__Texto selecionado__
____

Desse modo, reitera-se, conforme evidenciado pelo autor, a dimensão de um saber revolucionário que ao oprimido “não lhe foi doado por ninguém, se é autêntico” e que, portanto, não é passível de ser depositado por outrem, pois quem se encontra em situação de opressão só se engaja na luta quando se percebe enquanto sujeito, enquanto agente de transformação social e em sua participação cidadã (FREIRE, 2018a, p.74).

É nesse sentido que Rancière (2014, p. 122) nos fala que a “democracia está nua em sua relação com o poder da riqueza”, e que “[...] não se fundamenta em nenhuma natureza e não é garantida por nenhuma forma institucional”. A democracia prescinde da luta e do engajamento social para que tenha sua existência continuada, ou seja, prescinde do engajamento das minorias por participação cidadã. Diante disso, salienta-se a importância do legado de Paulo Freire por promover o empoderamento dos oprimidos.

____

__Dados do exercício__
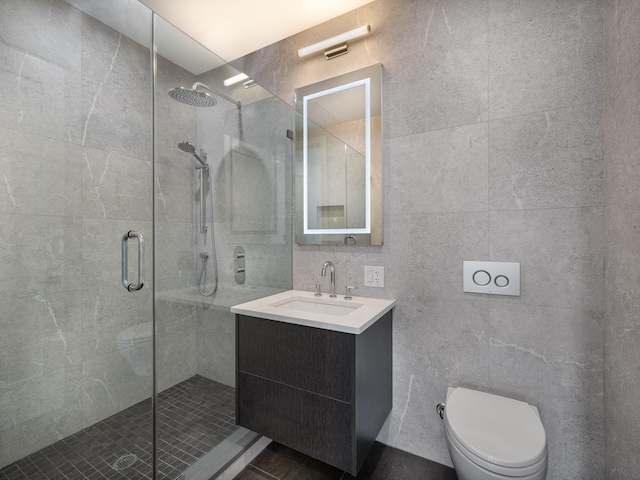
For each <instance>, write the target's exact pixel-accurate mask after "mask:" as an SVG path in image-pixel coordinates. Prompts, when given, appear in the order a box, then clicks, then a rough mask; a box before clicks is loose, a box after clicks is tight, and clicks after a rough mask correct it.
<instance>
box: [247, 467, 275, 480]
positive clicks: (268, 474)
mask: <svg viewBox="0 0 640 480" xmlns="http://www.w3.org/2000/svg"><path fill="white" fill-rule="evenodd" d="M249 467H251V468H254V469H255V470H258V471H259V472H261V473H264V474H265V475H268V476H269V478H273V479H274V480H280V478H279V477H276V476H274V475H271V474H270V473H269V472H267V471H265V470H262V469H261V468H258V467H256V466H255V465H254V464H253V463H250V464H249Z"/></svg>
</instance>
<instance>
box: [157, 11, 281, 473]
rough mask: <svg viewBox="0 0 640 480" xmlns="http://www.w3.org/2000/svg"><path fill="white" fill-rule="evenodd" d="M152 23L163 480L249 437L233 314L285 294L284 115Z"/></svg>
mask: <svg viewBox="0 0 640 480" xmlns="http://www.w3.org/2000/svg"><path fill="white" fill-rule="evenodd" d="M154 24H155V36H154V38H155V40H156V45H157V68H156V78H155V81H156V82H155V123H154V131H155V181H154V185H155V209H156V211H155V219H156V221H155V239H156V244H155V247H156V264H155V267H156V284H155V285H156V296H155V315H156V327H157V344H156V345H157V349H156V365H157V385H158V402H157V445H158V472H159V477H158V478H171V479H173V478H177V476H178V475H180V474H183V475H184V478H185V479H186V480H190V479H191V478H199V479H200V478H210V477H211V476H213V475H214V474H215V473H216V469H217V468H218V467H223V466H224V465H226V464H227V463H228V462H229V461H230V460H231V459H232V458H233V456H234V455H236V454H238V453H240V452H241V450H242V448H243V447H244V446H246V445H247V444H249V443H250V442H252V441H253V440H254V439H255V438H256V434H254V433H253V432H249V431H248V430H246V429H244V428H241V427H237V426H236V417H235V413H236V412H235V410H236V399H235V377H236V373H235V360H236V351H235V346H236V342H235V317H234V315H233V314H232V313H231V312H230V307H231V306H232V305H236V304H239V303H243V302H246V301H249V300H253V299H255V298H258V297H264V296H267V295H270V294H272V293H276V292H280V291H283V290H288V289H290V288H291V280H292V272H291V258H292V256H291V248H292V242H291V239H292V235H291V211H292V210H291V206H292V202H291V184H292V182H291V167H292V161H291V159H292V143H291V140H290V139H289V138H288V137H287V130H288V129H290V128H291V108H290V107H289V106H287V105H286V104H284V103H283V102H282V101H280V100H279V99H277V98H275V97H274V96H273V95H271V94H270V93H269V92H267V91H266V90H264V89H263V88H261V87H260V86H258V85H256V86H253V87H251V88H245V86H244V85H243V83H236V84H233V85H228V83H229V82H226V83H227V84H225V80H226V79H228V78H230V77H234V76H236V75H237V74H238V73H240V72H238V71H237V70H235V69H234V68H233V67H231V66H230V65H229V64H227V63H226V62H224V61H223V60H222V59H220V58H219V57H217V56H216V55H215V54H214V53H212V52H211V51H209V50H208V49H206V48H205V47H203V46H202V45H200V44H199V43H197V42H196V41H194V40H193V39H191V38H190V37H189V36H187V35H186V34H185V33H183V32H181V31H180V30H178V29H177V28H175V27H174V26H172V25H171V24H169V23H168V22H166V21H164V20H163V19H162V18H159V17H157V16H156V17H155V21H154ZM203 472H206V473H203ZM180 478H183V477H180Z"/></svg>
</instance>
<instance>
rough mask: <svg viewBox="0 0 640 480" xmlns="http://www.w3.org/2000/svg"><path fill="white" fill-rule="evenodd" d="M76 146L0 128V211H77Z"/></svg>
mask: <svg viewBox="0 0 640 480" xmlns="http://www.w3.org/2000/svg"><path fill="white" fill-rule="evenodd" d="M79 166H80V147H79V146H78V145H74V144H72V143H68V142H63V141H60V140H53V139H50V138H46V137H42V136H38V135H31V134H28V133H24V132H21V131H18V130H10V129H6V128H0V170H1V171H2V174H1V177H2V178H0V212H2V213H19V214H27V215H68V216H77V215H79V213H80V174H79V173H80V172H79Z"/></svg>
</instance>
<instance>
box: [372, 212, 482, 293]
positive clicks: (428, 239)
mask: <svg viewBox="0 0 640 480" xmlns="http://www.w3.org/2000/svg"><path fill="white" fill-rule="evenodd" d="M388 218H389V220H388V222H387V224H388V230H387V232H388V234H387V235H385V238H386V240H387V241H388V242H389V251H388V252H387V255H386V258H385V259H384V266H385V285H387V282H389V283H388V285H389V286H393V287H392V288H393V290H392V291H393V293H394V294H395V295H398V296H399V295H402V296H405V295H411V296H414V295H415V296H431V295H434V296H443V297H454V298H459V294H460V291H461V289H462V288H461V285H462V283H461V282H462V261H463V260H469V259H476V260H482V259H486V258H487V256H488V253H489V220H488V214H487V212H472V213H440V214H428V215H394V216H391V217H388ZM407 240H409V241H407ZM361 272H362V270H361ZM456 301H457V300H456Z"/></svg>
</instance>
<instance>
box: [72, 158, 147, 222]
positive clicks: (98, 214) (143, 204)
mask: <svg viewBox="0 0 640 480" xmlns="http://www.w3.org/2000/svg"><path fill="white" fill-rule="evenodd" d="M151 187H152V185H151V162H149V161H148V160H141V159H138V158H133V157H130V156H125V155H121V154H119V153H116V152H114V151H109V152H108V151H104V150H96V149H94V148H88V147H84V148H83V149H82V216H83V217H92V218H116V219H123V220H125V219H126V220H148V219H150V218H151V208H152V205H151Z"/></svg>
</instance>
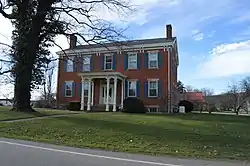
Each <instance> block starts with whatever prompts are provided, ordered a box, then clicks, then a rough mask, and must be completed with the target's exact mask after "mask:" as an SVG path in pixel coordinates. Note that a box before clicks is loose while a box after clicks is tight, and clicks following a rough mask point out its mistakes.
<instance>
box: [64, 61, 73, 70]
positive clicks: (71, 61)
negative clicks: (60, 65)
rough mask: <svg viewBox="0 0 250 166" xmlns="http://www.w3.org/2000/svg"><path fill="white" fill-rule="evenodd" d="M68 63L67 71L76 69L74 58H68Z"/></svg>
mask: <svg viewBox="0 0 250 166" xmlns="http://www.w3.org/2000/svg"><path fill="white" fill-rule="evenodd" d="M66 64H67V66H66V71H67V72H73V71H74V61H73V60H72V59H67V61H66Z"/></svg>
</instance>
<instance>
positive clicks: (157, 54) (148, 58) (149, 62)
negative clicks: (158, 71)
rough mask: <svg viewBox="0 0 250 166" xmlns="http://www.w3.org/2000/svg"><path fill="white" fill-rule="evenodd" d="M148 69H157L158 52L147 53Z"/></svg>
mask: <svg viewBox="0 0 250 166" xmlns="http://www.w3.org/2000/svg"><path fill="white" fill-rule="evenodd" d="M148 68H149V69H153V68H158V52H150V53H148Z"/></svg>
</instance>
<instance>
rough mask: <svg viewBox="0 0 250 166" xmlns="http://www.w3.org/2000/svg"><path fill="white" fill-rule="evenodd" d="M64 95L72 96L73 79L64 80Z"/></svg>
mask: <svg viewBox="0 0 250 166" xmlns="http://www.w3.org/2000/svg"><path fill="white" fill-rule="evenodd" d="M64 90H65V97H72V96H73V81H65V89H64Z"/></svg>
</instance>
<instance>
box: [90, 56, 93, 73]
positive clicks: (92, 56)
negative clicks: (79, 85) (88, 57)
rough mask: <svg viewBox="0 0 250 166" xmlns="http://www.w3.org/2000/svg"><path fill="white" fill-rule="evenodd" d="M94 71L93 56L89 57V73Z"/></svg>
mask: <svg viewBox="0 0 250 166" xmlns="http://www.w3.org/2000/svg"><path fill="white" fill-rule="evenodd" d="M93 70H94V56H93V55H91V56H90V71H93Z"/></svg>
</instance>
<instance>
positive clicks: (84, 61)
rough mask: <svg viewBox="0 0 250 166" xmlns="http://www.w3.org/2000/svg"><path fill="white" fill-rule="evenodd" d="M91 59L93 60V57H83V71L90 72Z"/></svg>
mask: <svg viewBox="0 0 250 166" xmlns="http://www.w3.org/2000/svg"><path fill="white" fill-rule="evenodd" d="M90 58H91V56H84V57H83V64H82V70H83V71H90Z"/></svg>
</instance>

____

__O que fazer__
1 - Liste todos os trechos que aparecem entre aspas no texto selecionado.
2 - Transcreva os registros desde o início até a linha com "positive clicks: (268, 474)", inclusive, omitindo as imagens.

__Resultados__
1 -
“não lhe foi doado por ninguém, se é autêntico”
“democracia está nua em sua relação com o poder da riqueza”
“[...] não se fundamenta em nenhuma natureza e não é garantida por nenhuma forma institucional”

2 -
For each <instance>, write the target's exact pixel-accurate mask after "mask:" as an SVG path in image-pixel coordinates. Prompts, when given, appear in the order a box, then clicks, then a rough mask; a box before clicks is loose, a box after clicks is tight, and clicks after a rough mask correct it.
<instance>
box: [247, 467, 275, 480]
positive clicks: (268, 474)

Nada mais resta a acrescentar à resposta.